Aim of the task:
Print all of the data below exactly as it appears, leaving out every image.

Stored data:
━━━━━━━━━━
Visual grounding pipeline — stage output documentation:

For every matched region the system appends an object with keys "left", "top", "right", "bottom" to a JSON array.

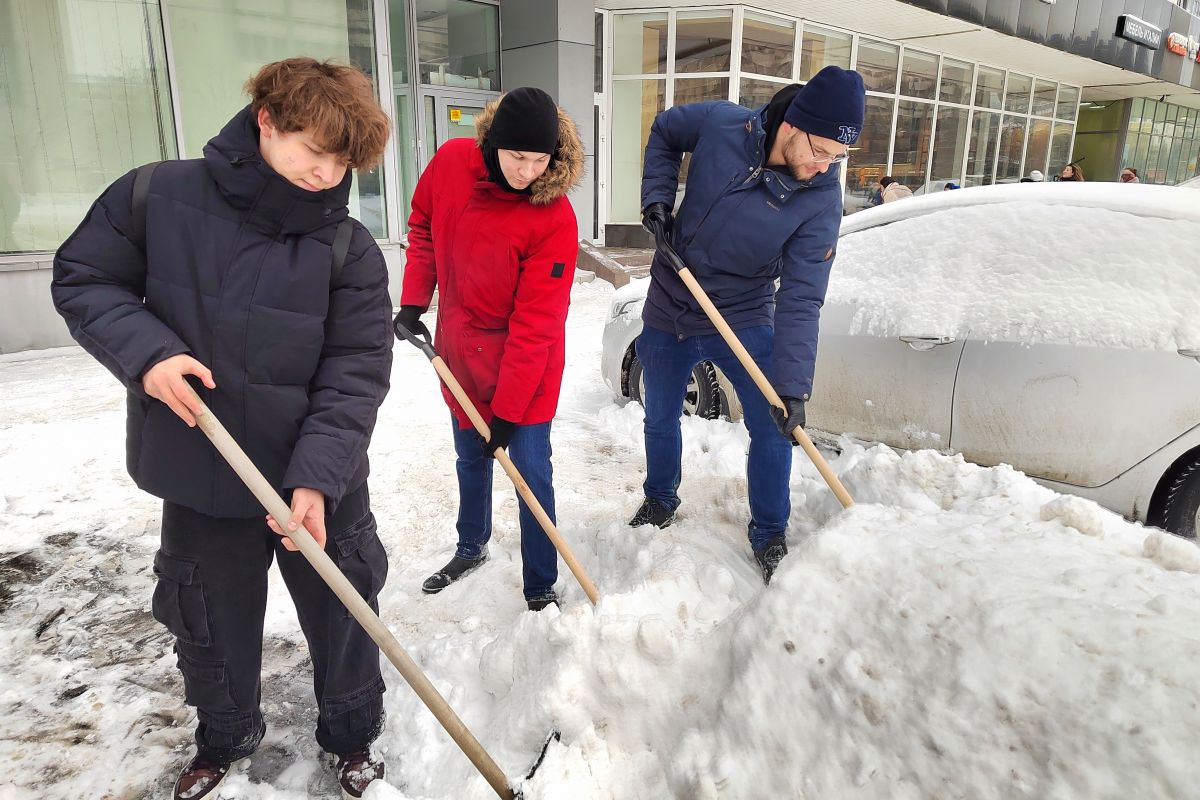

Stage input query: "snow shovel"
[
  {"left": 394, "top": 319, "right": 600, "bottom": 606},
  {"left": 180, "top": 383, "right": 550, "bottom": 799},
  {"left": 648, "top": 225, "right": 855, "bottom": 509}
]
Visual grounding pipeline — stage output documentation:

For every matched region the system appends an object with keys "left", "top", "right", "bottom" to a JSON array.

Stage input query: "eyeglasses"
[
  {"left": 1120, "top": 173, "right": 1135, "bottom": 181},
  {"left": 805, "top": 131, "right": 849, "bottom": 165}
]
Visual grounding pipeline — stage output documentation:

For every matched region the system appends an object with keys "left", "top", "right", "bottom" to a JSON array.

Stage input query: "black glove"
[
  {"left": 641, "top": 202, "right": 674, "bottom": 238},
  {"left": 483, "top": 415, "right": 517, "bottom": 457},
  {"left": 393, "top": 305, "right": 429, "bottom": 340},
  {"left": 769, "top": 396, "right": 806, "bottom": 444}
]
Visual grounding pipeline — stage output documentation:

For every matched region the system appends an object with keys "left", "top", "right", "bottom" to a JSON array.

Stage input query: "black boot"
[
  {"left": 422, "top": 552, "right": 487, "bottom": 594},
  {"left": 628, "top": 498, "right": 676, "bottom": 529},
  {"left": 753, "top": 536, "right": 788, "bottom": 585},
  {"left": 526, "top": 592, "right": 559, "bottom": 612}
]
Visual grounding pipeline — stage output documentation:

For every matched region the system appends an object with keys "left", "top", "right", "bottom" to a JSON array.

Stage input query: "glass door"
[{"left": 419, "top": 91, "right": 490, "bottom": 167}]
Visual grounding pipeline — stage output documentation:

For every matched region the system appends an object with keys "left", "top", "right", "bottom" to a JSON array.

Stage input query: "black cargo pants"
[{"left": 152, "top": 483, "right": 388, "bottom": 763}]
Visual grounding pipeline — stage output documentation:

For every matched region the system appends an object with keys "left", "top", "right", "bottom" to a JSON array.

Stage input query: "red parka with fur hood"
[{"left": 401, "top": 99, "right": 584, "bottom": 428}]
━━━━━━━━━━
Answer box:
Visual grounding pipeline — stage output documentation:

For every matched region the system appends an object with keys "left", "top", "right", "bottom" to a JSON array.


Stage input query: "snow shovel"
[
  {"left": 394, "top": 319, "right": 600, "bottom": 606},
  {"left": 180, "top": 383, "right": 550, "bottom": 799},
  {"left": 648, "top": 225, "right": 855, "bottom": 509}
]
Visual grounding pipeline — stage output documentation:

For every matched region the system appends an object with keys "left", "top", "right", "bottom" to a JSON array.

Stage input query: "eyeglasses"
[
  {"left": 1120, "top": 173, "right": 1135, "bottom": 181},
  {"left": 805, "top": 131, "right": 849, "bottom": 165}
]
Visual grounding pipeline — stage output documentation:

For every matched region the system appends an object with keys "left", "top", "right", "bottom" to a JSON array.

Stage input query: "black glove"
[
  {"left": 641, "top": 202, "right": 674, "bottom": 238},
  {"left": 483, "top": 415, "right": 517, "bottom": 457},
  {"left": 393, "top": 305, "right": 429, "bottom": 340},
  {"left": 769, "top": 396, "right": 806, "bottom": 444}
]
Visual grounding pipeline — stage output documentation:

For every matched region the system appends an object with keys "left", "top", "right", "bottom" to a JSON array.

Stage input query: "black boot"
[
  {"left": 422, "top": 552, "right": 487, "bottom": 594},
  {"left": 628, "top": 498, "right": 676, "bottom": 529},
  {"left": 753, "top": 536, "right": 788, "bottom": 585},
  {"left": 526, "top": 592, "right": 559, "bottom": 612}
]
Visual grounding pipeline — stage output documentation:

For every matched region the system appends an object with keys "left", "top", "right", "bottom" to a JSON array.

Stage input query: "glass door"
[{"left": 419, "top": 91, "right": 490, "bottom": 167}]
Visual grounding pipeline — stage output documentation:

For every matched region the system appends an object with keys "left", "top", "right", "bottom" to a JSON array.

Stage input query: "black cargo pants"
[{"left": 152, "top": 483, "right": 388, "bottom": 763}]
Visual grounding pipeline — stage output documentation:

For every matched region the system appends an object with keys "left", "top", "right", "bottom" to a JSON array.

Stage input query: "red parka with fur hood"
[{"left": 401, "top": 99, "right": 584, "bottom": 428}]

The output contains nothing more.